__Requirements__
In the forum thread on pro saddle heights, write out word for word the stretch from "I've been perusing" through "(Sep 1, 2007)".

# Do pros set their saddles/seatpots higher than what a normal fit would recommend?



## mangotreat0808 (Sep 4, 2006)

I've been perusing pro bikes in cyclingnews and always notice how high up their saddles seem to be relative to the frame. I'm thinking this may be cuz the handlebars are set flush with the top of the headsets (no spacers), hence a taller looking seatpost/saddle; or that the pro's are ultra flexible, they don't need the proverbial slight bend recommended during a fit (when knee fully extended in the down pedaling position). Just curious..


----------



## ukbloke (Sep 1, 2007)

mangotreat0808 said:


> Do pros set their saddles/seatpots higher than what a normal fit would recommend?


In general, no. The large drop comes from a very low handlebar position for aero reasons. This is done with some combination of short head-tube, minimal spacers, highly angular stem (eg. 73 degrees) and increasingly under-sized frames. There is also the transition to compact geometry frames which shortens the seat-tube leading to a sloping top tube and even more seat-post showing. They are typically ultra flexible to allow them to ride in this position, but it is not about the saddle height nor leg bend.


----------



## iliveonnitro (Feb 19, 2006)

ukbloke said:


> In general, no. The large drop comes from a very low handlebar position for aero reasons. This is done with some combination of short head-tube, minimal spacers, highly angular stem (eg. 73 degrees) and increasingly under-sized frames. There is also the transition to compact geometry frames which shortens the seat-tube leading to a sloping top tube and even more seat-post showing. They are typically ultra flexible to allow them to ride in this position, but it is not about the saddle height nor leg bend.


Couldn't have said it better, myself.


----------



## kbiker3111 (Nov 7, 2006)

Ditto what uk said. 

If anything, their seats may be lower for a given leg/foot size, because a lower body position rolls the hips forward and puts more stress on the hamstrings.


----------



## spade2you (May 12, 2009)

What everyone else said. They may look higher, but anyone who has sat in a saddle that's too high can tell you it would rip up the hind quarters! I got a new seat last year and it was taller, but the shop didn't lower the seat post. I only went on a 44 mile, but I was saddle sore for a week.


----------



## gh1 (Jun 7, 2008)

ukbloke said:


> In general, no. The large drop comes from a very low handlebar position for aero reasons. This is done with some combination of short head-tube, minimal spacers, highly angular stem (eg. 73 degrees) and increasingly under-sized frames. There is also the transition to compact geometry frames which shortens the seat-tube leading to a sloping top tube and even more seat-post showing. *They are typically ultra flexible to allow them to ride in this position*, but it is not about the saddle height nor leg bend.

__Dataset__
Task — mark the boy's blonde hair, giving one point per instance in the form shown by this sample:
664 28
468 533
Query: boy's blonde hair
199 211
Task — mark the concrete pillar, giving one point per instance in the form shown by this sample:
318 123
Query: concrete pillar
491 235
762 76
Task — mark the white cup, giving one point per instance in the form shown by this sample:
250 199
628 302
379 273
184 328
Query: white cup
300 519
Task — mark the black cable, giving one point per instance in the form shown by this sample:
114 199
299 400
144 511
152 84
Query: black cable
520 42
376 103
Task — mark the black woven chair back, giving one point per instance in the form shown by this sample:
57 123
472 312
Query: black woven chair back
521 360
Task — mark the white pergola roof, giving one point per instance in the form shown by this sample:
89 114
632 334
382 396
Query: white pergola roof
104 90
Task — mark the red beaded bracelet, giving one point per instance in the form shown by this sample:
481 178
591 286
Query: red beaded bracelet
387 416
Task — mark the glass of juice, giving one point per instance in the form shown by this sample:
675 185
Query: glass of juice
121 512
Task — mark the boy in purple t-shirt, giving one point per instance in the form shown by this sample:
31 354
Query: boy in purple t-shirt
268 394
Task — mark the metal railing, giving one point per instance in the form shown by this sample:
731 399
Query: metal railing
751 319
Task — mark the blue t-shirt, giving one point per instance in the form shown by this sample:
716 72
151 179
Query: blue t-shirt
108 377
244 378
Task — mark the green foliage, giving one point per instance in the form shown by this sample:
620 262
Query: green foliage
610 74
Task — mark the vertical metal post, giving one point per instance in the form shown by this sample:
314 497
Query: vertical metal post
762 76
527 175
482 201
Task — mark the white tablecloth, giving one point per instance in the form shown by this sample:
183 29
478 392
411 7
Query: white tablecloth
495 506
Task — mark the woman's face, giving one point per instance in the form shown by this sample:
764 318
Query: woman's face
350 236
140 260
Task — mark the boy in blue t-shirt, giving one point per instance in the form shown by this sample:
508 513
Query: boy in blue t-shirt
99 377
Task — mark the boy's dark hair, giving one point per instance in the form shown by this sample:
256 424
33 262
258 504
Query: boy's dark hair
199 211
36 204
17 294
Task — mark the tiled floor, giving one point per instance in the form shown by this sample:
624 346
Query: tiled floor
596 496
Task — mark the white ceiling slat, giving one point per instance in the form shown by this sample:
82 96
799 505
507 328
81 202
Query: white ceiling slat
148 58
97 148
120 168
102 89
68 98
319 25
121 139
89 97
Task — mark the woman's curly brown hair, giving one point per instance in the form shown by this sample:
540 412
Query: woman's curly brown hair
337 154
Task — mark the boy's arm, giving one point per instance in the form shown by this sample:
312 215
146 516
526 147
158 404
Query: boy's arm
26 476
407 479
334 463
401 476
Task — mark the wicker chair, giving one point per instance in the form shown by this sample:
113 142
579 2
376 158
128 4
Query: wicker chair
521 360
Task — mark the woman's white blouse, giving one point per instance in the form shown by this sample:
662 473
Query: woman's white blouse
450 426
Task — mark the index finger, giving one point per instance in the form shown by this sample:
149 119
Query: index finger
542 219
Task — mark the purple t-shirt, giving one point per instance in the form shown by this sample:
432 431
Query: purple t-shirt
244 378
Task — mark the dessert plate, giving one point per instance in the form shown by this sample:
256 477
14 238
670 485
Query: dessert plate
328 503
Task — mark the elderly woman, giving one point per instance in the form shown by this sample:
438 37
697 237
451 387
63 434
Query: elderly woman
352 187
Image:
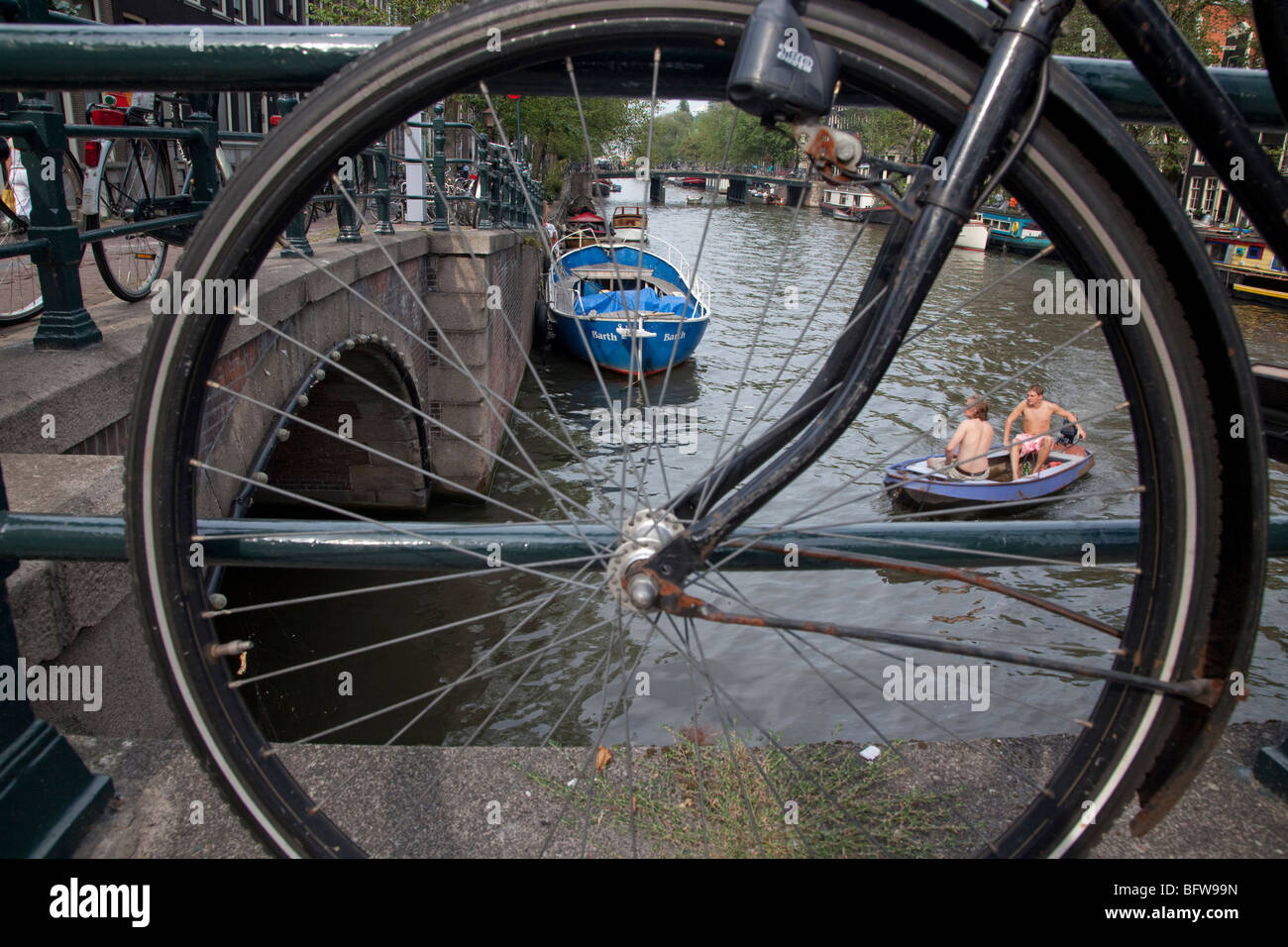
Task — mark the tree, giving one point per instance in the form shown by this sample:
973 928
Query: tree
554 124
366 13
1198 21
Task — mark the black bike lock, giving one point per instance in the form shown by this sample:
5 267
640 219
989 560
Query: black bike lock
781 73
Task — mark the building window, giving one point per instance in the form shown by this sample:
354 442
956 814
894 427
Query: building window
1210 187
1194 201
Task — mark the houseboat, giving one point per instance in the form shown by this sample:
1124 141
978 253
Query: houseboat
1014 232
626 308
1248 266
857 205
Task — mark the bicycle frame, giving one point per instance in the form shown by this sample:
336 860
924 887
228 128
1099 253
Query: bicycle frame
1014 80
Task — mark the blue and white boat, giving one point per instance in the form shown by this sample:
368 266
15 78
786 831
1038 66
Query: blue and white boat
625 307
914 480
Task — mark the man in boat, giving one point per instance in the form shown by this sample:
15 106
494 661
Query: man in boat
970 442
1037 425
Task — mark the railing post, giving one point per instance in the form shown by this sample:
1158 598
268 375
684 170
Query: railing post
51 797
381 174
205 167
439 169
484 169
64 322
296 231
344 201
494 200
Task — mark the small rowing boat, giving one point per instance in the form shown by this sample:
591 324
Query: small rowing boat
914 480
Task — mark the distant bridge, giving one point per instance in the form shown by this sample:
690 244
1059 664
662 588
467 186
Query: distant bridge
738 182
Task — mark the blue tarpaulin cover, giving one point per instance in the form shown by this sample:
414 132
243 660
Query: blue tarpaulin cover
635 300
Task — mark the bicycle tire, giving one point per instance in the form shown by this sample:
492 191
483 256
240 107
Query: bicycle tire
1194 603
133 263
21 296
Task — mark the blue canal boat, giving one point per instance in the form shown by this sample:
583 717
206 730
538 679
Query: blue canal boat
914 480
1013 232
623 307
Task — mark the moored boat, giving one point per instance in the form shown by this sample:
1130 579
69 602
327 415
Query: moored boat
630 224
974 236
914 480
585 228
1248 265
627 308
857 205
1013 231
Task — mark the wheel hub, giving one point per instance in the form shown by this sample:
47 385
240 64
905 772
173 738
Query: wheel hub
643 536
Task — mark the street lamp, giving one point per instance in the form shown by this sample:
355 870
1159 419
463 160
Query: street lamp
518 124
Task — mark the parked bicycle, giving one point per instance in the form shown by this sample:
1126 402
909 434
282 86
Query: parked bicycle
639 548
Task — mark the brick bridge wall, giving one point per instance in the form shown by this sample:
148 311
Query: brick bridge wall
439 302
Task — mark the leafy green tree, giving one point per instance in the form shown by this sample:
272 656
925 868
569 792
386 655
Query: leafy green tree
365 13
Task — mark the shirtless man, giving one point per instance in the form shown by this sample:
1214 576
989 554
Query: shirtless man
1037 424
970 441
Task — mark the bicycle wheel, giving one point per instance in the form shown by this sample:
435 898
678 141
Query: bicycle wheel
20 283
748 762
130 263
21 295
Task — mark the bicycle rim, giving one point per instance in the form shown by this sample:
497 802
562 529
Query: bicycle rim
1164 399
20 283
132 263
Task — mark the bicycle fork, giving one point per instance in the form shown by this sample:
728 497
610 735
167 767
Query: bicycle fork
941 198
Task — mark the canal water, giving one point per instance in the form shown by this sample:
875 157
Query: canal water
778 303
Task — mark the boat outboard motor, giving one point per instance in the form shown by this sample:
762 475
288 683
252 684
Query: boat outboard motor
781 73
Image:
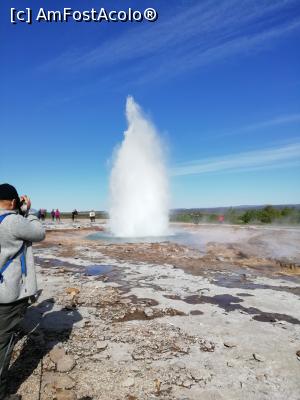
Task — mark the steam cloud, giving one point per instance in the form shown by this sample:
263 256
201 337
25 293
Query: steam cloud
138 182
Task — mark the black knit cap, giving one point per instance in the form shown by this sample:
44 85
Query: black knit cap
8 192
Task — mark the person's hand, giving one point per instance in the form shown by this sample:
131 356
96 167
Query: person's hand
26 203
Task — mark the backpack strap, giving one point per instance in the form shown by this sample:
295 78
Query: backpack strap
19 252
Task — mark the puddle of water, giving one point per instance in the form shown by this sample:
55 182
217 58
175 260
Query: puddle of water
231 303
192 239
94 270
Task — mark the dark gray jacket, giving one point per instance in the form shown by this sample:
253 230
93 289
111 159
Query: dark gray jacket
14 230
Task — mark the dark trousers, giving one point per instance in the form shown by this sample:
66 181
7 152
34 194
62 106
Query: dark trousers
10 317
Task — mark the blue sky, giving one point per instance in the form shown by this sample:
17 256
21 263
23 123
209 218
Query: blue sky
220 80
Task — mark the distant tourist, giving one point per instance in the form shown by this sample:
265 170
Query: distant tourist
74 214
43 214
18 286
57 215
92 216
221 219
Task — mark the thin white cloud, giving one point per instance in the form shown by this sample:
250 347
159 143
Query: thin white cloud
280 120
193 36
277 157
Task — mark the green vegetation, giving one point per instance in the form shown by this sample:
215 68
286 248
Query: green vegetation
262 215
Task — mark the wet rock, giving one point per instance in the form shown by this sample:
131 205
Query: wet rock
65 364
179 365
258 357
101 345
229 344
148 312
64 382
56 353
206 345
65 395
129 382
187 383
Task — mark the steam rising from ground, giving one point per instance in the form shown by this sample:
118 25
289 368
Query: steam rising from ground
138 183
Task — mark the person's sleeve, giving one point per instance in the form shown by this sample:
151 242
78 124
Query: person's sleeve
29 229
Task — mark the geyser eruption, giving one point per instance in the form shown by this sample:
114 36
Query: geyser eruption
138 183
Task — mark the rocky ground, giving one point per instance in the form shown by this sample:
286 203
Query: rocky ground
163 320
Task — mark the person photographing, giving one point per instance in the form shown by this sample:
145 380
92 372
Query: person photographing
18 285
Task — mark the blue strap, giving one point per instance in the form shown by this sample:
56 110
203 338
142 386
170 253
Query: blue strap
20 252
3 216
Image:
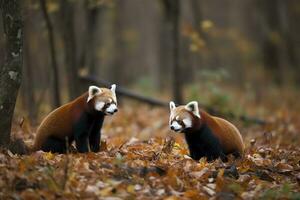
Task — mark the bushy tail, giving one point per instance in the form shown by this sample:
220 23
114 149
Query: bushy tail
18 146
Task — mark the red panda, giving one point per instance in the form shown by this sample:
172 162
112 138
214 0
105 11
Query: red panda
80 121
206 135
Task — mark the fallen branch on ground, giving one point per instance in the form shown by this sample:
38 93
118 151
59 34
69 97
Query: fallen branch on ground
156 102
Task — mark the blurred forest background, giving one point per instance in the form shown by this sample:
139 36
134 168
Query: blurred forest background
238 58
248 46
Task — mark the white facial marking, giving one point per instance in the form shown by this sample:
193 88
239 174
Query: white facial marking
176 125
93 91
193 107
187 122
111 109
99 105
172 105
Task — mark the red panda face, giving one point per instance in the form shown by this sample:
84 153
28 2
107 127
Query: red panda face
104 99
182 117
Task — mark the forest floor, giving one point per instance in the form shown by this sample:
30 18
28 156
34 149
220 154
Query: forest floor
142 159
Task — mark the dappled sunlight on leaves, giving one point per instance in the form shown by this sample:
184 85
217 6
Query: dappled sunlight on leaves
141 159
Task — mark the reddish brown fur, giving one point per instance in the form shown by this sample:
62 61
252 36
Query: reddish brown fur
59 123
228 135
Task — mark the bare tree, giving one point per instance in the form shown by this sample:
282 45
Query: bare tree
172 12
70 49
56 97
11 71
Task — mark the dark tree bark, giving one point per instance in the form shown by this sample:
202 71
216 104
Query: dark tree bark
118 71
172 9
11 71
70 50
88 57
28 82
56 96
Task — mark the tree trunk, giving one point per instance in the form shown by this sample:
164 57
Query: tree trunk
89 55
56 97
172 9
67 26
11 71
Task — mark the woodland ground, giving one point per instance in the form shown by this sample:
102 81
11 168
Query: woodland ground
142 159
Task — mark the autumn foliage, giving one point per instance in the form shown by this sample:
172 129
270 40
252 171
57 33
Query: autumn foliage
142 159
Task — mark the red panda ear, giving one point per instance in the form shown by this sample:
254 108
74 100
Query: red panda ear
172 105
93 90
193 107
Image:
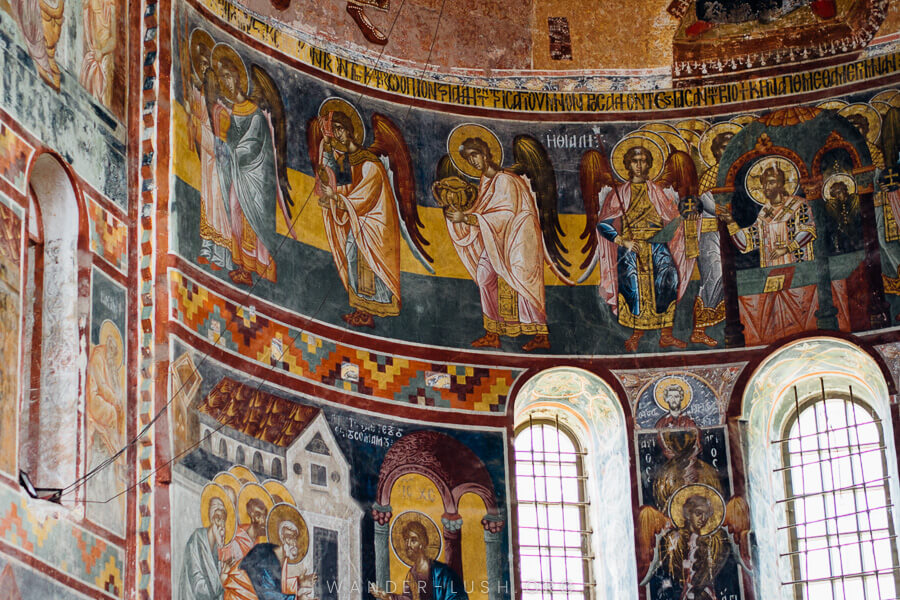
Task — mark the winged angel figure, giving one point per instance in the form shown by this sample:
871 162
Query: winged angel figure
504 229
687 547
368 199
246 116
634 231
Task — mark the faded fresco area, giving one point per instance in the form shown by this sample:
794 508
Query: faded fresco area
10 319
106 404
88 134
277 494
560 238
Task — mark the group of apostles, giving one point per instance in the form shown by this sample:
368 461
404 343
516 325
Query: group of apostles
250 545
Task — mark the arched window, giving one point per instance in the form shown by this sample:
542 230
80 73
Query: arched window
554 538
821 472
54 330
839 523
573 507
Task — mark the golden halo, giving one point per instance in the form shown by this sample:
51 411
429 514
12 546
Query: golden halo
280 494
839 177
249 492
460 134
753 183
243 474
691 137
656 138
743 120
200 37
222 51
631 141
886 96
832 104
870 114
335 104
659 391
399 544
676 506
696 125
659 128
709 137
210 491
109 333
881 107
285 512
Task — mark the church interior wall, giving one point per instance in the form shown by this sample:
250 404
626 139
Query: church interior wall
208 362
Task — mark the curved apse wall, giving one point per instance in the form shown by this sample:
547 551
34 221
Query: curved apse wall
335 373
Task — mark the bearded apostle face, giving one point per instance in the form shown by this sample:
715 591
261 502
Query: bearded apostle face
289 533
217 516
257 512
675 399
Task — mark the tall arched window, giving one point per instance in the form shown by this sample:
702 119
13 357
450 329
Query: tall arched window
573 504
821 470
839 523
56 314
554 538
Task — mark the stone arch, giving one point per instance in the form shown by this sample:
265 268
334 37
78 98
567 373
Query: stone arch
57 311
590 408
766 407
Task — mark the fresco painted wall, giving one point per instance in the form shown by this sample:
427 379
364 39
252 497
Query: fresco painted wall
405 238
11 236
351 486
106 409
50 102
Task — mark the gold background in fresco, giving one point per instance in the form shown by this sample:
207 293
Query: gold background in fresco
311 230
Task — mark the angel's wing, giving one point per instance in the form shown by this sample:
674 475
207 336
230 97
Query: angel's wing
532 160
389 142
446 168
184 58
737 524
595 174
680 174
652 524
265 94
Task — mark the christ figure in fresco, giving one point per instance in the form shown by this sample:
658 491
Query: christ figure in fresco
426 579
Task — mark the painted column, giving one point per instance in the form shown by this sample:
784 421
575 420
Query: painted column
452 523
382 516
493 538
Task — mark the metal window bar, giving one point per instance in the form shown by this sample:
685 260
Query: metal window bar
837 458
863 575
850 454
845 544
830 429
540 460
857 486
840 516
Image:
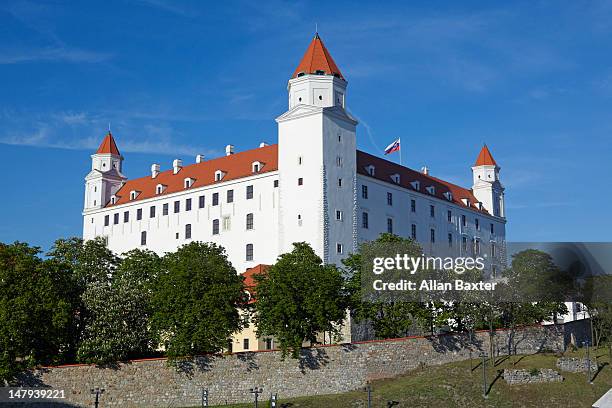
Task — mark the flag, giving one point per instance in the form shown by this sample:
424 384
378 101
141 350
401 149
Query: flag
393 147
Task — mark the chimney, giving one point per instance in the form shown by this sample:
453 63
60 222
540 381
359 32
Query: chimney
154 170
177 165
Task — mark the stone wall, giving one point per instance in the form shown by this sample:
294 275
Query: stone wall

__Task response__
I've been perusing pro bikes in cyclingnews and always notice how high up their saddles seem to be relative to the frame. I'm thinking this may be cuz the handlebars are set flush with the top of the headsets (no spacers), hence a taller looking seatpost/saddle; or that the pro's are ultra flexible, they don't need the proverbial slight bend recommended during a fit (when knee fully extended in the down pedaling position). Just curious..


----------



## ukbloke (Sep 1, 2007)